Output all the data exactly.

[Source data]
-.-.-
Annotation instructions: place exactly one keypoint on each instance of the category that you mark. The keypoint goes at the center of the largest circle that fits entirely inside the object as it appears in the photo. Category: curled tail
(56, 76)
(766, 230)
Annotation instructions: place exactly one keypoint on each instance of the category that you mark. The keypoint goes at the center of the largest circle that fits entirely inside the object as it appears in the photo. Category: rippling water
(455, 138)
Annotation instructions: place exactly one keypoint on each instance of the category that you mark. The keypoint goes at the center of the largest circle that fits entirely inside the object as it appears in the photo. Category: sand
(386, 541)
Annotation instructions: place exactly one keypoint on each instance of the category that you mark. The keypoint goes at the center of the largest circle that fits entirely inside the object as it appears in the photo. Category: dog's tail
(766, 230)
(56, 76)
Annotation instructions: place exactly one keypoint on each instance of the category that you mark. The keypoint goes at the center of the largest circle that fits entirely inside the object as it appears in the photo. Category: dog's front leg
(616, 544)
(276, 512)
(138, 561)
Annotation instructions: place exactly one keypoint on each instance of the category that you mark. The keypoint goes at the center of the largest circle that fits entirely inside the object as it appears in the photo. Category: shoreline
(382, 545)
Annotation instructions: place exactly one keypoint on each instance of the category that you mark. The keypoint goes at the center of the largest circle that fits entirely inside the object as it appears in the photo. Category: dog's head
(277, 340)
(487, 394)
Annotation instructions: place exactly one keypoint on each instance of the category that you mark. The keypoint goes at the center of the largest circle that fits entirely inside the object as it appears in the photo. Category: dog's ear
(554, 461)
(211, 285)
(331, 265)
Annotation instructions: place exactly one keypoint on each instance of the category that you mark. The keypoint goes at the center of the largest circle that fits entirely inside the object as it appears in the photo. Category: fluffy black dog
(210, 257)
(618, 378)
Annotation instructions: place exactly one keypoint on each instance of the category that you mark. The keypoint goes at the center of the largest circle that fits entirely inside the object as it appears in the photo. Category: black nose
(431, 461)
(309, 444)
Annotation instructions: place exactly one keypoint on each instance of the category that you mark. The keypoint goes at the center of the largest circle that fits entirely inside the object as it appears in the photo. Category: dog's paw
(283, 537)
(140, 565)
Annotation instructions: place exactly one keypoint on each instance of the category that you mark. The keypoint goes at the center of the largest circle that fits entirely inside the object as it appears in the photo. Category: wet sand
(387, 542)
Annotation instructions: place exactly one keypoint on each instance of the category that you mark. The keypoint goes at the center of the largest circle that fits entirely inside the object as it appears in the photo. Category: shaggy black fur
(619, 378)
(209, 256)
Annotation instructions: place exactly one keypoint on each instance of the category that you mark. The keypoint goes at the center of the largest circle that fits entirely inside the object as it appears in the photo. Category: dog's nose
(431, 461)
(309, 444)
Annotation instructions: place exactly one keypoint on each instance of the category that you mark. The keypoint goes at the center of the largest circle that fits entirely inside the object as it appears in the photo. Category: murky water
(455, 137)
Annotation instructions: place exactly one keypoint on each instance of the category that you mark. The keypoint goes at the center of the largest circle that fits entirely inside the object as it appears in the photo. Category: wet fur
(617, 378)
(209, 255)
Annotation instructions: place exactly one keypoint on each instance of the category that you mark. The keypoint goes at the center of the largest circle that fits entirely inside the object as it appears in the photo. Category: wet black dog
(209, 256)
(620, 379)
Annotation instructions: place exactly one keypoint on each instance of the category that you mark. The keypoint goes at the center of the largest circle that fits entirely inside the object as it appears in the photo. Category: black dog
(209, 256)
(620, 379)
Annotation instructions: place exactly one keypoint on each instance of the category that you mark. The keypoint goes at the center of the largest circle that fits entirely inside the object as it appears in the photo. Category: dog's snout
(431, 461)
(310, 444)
-.-.-
__Answer to the exercise__:
Annotation instructions: place exactly one keypoint on each instance of the category that you mark. The keypoint goes at the center of the largest circle that fits entirely inside the object as it appears in the photo. Category: curled tail
(56, 76)
(766, 230)
Annotation instructions: place exactly one keypoint on each instance of the category that you mark. The keypoint goes at the center of the largest circle that fits entirely inside the object as it appears in the photo. Category: rippling water
(455, 138)
Annotation instructions: place exactly one keypoint on each instance of the category that you mark. The keypoint goes at the center of the largest circle that fits entirely inside the object as it appears in the photo. Category: sand
(386, 541)
Annotation instructions: place exactly one keypoint on each instance of the category that you mark. The keypoint goes at the center of the largest circle that fits entirely inside the object as it appears in the photo. Category: dog's tail
(766, 230)
(56, 76)
Annotation instructions: place exactly one keypoint on each instance of the category that you mark. The keypoint goes at the center of the largest circle that fits entirely inside the object as it appears in the photo. Category: dog's front leg
(616, 544)
(276, 512)
(138, 561)
Annotation instructions: place exactly one keypoint on each instance of the category that you mark. The keypoint goes at the center of the largest circle that fits entirely inside the object as it appears in the photo. Category: shoreline
(382, 545)
Annotation instructions: place exactly one keypoint on each instance of the category that you mark. The keypoint goes at the center of the largest circle that fits entirely inside the object as it appears in the photo. Category: dog's head
(277, 340)
(487, 394)
Annotation instructions: place exactly one keypoint on each instance of the category that you mark. The keypoint goes at the center of the largest circle that fits entirely inside the object as it appears in the photo. Category: dog's ear
(554, 461)
(211, 285)
(331, 265)
Annotation instructions: place exactly one keypoint on each instance of the category that you mark. The keypoint goes at the center of the largest circle that fits entirely inside the object as it appears in the photo. Category: fluffy black dog
(210, 257)
(618, 378)
Annotation instructions: place exactly one keypoint on each instance of the category that you mark. The keypoint goes at the center of the largest circle that fits entirely inside the object as it appears in the photo. Category: black nose
(431, 461)
(309, 444)
Annotation instructions: place exactly one keypoint on each instance of the category that you mark. The keypoint goes at the center of the largest circle that fits entirely inside the object as it appears in the photo. Category: dog's paw
(283, 537)
(140, 565)
Annotation instructions: place exactly one keypoint on each instance of the category that you mark. The keypoint goes at the center of the largest circle that fits entirely inside the object as it appears in the photo. Category: wet sand
(387, 542)
Annotation instructions: place exactly one keypoint on each instance of the category that you mark. The keypoint goes at the center of the largest circle that fits entirely inside the object as it appears in the photo. Category: shaggy black fur
(619, 378)
(209, 256)
Annotation instructions: place exactly one keypoint on each instance of the category that you mark. The keypoint goes at the center of the largest circle that fits entirely inside the object as it appears in the photo. Category: dog's nose
(431, 461)
(309, 444)
Annotation instructions: place exactly one keypoint on each instance of the category that you mark. The keypoint goes at the center of the largest circle that fits entirely inside the object as it appears in the photo. Category: murky water
(455, 137)
Annotation instructions: place exactly one keypoint on each instance of the category that you mark. The keypoint goes at the center of the largest circle that fits entirely inside the object as it appears in the photo. Category: wet fur
(617, 378)
(209, 255)
Annotation instructions: place exactly one keypoint on each instance of the category that you mark. The keypoint goes at the center of the largest circle that fits entirely inside the object as it appears in the photo. Category: wet black dog
(209, 256)
(620, 379)
Annotation instructions: place exactly one keypoint on each instance of the category that you mark. The keypoint goes at the center of the largest circle that fits entirely inside the object as it appears in the photo. Category: black dog
(209, 256)
(620, 379)
Annotation instructions: place exactly one keypoint on each instance of the category that you mark. The keypoint goes at the center of the largest circle that fits entirely inside the object as it appears in the photo. Category: dog's snout
(431, 461)
(310, 444)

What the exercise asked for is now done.